## Description of the task:
Duplicate the following data line for line with no changes, leaving out the pictures.
>> Begin Material for this task
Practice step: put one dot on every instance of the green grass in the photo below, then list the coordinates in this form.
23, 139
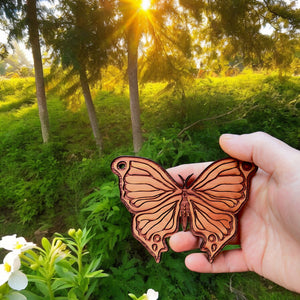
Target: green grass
66, 184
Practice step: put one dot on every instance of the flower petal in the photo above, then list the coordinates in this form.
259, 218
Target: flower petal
16, 296
152, 295
13, 260
18, 281
8, 241
4, 276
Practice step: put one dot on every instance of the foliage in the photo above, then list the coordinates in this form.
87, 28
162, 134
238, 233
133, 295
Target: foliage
61, 269
67, 184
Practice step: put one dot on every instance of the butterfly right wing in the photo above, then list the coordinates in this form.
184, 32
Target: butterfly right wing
215, 198
153, 197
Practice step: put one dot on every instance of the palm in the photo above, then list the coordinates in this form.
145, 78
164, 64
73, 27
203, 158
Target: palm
267, 235
269, 224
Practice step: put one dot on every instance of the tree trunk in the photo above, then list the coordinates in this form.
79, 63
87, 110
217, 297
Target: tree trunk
133, 87
90, 108
38, 67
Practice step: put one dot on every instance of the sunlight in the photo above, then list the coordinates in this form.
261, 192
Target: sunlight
145, 5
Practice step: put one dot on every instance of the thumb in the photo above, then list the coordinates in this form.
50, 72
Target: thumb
267, 152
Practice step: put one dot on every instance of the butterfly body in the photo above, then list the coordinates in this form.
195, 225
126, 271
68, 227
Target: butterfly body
207, 206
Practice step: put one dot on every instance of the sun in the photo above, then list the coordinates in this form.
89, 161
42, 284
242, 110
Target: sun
145, 5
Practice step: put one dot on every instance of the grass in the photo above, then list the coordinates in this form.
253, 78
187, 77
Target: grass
48, 188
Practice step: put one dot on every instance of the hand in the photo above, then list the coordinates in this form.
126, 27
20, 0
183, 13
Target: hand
269, 222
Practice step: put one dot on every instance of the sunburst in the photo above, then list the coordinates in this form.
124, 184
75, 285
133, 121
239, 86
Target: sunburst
145, 5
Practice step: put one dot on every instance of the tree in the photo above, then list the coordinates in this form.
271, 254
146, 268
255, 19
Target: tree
136, 22
79, 38
232, 29
12, 10
34, 39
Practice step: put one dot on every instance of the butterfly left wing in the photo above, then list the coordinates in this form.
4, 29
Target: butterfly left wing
153, 197
215, 198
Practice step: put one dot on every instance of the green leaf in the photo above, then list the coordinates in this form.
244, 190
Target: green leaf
46, 244
97, 274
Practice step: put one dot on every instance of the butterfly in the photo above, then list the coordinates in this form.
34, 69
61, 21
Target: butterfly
207, 206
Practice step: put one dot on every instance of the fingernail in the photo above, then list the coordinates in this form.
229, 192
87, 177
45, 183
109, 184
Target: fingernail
228, 136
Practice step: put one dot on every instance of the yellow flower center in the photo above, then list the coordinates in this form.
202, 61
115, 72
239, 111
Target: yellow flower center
7, 267
18, 246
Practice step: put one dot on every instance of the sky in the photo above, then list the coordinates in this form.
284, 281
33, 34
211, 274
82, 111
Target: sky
3, 35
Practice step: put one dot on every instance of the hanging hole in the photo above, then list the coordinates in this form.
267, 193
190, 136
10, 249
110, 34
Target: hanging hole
121, 165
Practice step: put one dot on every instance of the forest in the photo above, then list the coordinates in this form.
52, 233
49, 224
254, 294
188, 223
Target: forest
156, 79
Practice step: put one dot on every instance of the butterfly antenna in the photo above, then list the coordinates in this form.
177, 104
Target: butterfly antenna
185, 181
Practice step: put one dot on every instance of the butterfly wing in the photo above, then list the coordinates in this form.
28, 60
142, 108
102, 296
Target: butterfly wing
215, 198
153, 197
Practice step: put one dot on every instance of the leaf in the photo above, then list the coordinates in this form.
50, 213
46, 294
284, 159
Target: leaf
46, 244
32, 296
97, 274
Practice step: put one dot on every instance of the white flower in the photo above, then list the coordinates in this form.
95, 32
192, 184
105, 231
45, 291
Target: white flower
16, 296
18, 245
9, 272
152, 295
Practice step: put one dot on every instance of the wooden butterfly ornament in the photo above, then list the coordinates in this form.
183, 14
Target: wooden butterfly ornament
159, 204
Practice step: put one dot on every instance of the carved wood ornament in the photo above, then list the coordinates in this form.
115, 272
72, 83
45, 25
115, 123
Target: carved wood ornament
206, 206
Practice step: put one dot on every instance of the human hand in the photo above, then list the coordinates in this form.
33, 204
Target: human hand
269, 224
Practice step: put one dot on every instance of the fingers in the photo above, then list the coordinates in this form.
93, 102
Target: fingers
183, 241
267, 152
226, 262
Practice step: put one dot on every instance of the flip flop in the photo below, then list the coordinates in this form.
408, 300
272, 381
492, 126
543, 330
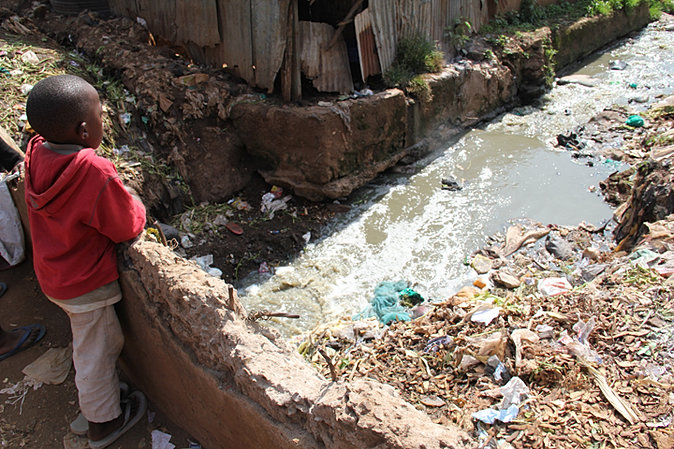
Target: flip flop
35, 330
130, 419
234, 228
80, 426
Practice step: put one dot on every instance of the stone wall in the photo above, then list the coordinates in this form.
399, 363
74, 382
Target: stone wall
343, 145
232, 383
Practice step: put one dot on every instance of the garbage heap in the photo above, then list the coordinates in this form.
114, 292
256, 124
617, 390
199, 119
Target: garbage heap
566, 337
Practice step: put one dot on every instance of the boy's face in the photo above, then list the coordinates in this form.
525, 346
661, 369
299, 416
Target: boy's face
93, 120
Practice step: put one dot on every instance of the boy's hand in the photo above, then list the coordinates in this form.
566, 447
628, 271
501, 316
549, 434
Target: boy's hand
133, 193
>> End Material for this task
## Task solution:
Practice step: put one dot on every instance of the green grass in the photo below, then list the coordinates in this form.
23, 139
Target: green grass
66, 184
Practice step: put one dot on every instance of the flower petal in the photo above, then list the coordinates in this form.
259, 218
Target: flower petal
16, 296
152, 295
13, 260
18, 281
8, 241
4, 276
Practice step: put one dot on every instance of the foliage in the photo above, then list the coordinates in this form.
87, 28
162, 134
238, 233
133, 295
Target: foliage
61, 269
67, 184
Practice step: put one dot on every instance of the butterfly right wing in the photo above, then list the coordinates in this form.
184, 32
Target: butterfly right wing
215, 198
153, 197
Practice step: put one dot on every instance of the palm in the photo above, then list the coordinates in this form.
145, 78
164, 64
73, 27
203, 158
Target: palm
267, 235
269, 224
Practice step: put one dot on every instance of the tree trunk in the photo above, then list the coordinates in this form.
79, 63
87, 110
217, 297
Target: tree trunk
133, 87
90, 108
38, 67
Practice step: put one dot on every instance of the sunlight in the photo above, then list the coordinates in this form.
261, 192
Target: sunlight
145, 5
Practice step: put one dot on every instance of the thumb in the photo above, then list the coordinates in this form.
50, 72
Target: thumb
267, 152
Practice step: put one dot on every instance of the butterfly body in the photo above, then list the coordinates in this form.
195, 225
126, 271
68, 227
Target: butterfly body
207, 206
Practice step: put one dot on every instance of the sun in the photo above, then list the coordinates in this form.
89, 161
42, 284
242, 110
Target: sun
145, 5
Practice step: put one dot on every instance of the grass in the photo above, then list the coordinates in this form.
253, 78
187, 77
Target: grass
48, 188
Practice step: put one dot on every instance of the hand in the photo above, then list the coordinates in this form.
126, 27
20, 0
183, 13
Target: hand
269, 222
Practice step: put one dot on every instance of the sunburst in the photo above, then list the coordinates in this form.
124, 184
75, 285
133, 121
239, 86
Target: sunburst
145, 5
Practice step: put one dot on every instance of the tree in the photo above, then list the coordinates in this form.
271, 254
146, 268
255, 19
Target: tree
136, 22
79, 38
232, 29
12, 10
34, 39
Practice step: put one dot on every instance of the butterfly left wing in the photo above, then list the coordinates in this form.
4, 29
Target: butterfly left wing
153, 197
215, 198
Practice step: put one dot on every instance of the green leaf in the photo above, then list the coordinates in this form.
244, 190
Target: green leaf
46, 244
97, 274
Practice step: put one dot on every instance of the butterfly in the photo above, then list the coordinates in this form.
34, 69
61, 21
Target: butterfly
207, 206
Practice step: put one dot on every instance of the fingernail in the photo above, then list the coordinates in this form.
229, 192
87, 177
45, 183
109, 184
Target: fingernail
228, 136
Practice step: put one dot on every instance of the yellow flower center in the photo above, then list the coordinates in this form.
202, 61
115, 72
239, 111
Target: yellow flower center
7, 267
18, 246
Practice step: put one dot on every instance of the sky in the photo above, then list the coordinates in this form.
284, 281
33, 34
211, 274
82, 111
Target: sky
3, 35
Practice step: put one dot on every instance of the hanging hole in the photo above, then list the coordinates in this form.
267, 193
190, 136
10, 249
110, 34
Target: hanging hole
121, 165
Practice step: put one dot on every instance of the forest in the photo above, then list the coordinates in this form.
52, 233
49, 224
254, 294
188, 223
Target: forest
156, 79
Practice step: put one dot on every instance of the butterfly antenna in the photo above, then list the coordinates in this form.
177, 104
Target: butterfly antenna
185, 181
Practice step: put one dot on every instance of the butterfly wing in the photo above, then list the coordinates in this form.
28, 60
142, 108
102, 296
Target: butterfly wing
215, 198
153, 197
Practice step: put one dot on every instance of the leaf in the photo above, then list the coordinates in this form.
50, 213
46, 294
284, 159
Target: leaf
46, 244
32, 296
97, 274
Practice step: put one dot on every instance of the white flower in the photo above, then list the coordinates in this form.
95, 32
192, 184
105, 231
45, 291
Target: white flower
16, 296
18, 245
9, 272
152, 295
Practice step: put one dot on every instance of the wooden butterfly ornament in the photo above, then list the coordinates in this form.
183, 14
Target: wooden butterfly ornament
159, 204
Practice step: put one dot on every instance of the carved wood ornament in the photo above, then list the coordinates in this form.
115, 272
72, 83
45, 25
115, 123
Target: carved wood ornament
206, 206
Practice step: put one dot on every instance of the human hand in the photo above, then list the coordinates in this form.
33, 204
Target: human hand
269, 224
Practice step: put one dot on every instance of the fingers in the photo above, then list the coordinates in this form.
93, 102
Target: fingers
183, 241
267, 152
226, 262
Practice step: put one dot on every instance of the flip flop in the photo below, then list the coordinates in this form.
408, 300
272, 381
492, 126
543, 330
Target: flip flop
35, 330
130, 419
234, 228
80, 426
Practice step: put one dot on every instance of the stone wall in the photo above, then list the coordinates in this form.
399, 363
74, 382
Target: stone wall
343, 145
232, 383
Practice step: put one dot on every instance of the garbage heap in the photo above, then list the coordinates in this form.
114, 292
256, 124
617, 390
199, 119
Target: garbage heap
566, 337
Practice step: put one dot on every instance of the boy's face in the photo above, then list the coordinates in this form.
525, 346
661, 369
299, 416
Target: boy's face
93, 120
Practice step: put one dot on every instance of the boy's hand in the photo above, then list the coordinates in this form.
566, 447
628, 271
501, 316
549, 434
Target: boy's hand
133, 193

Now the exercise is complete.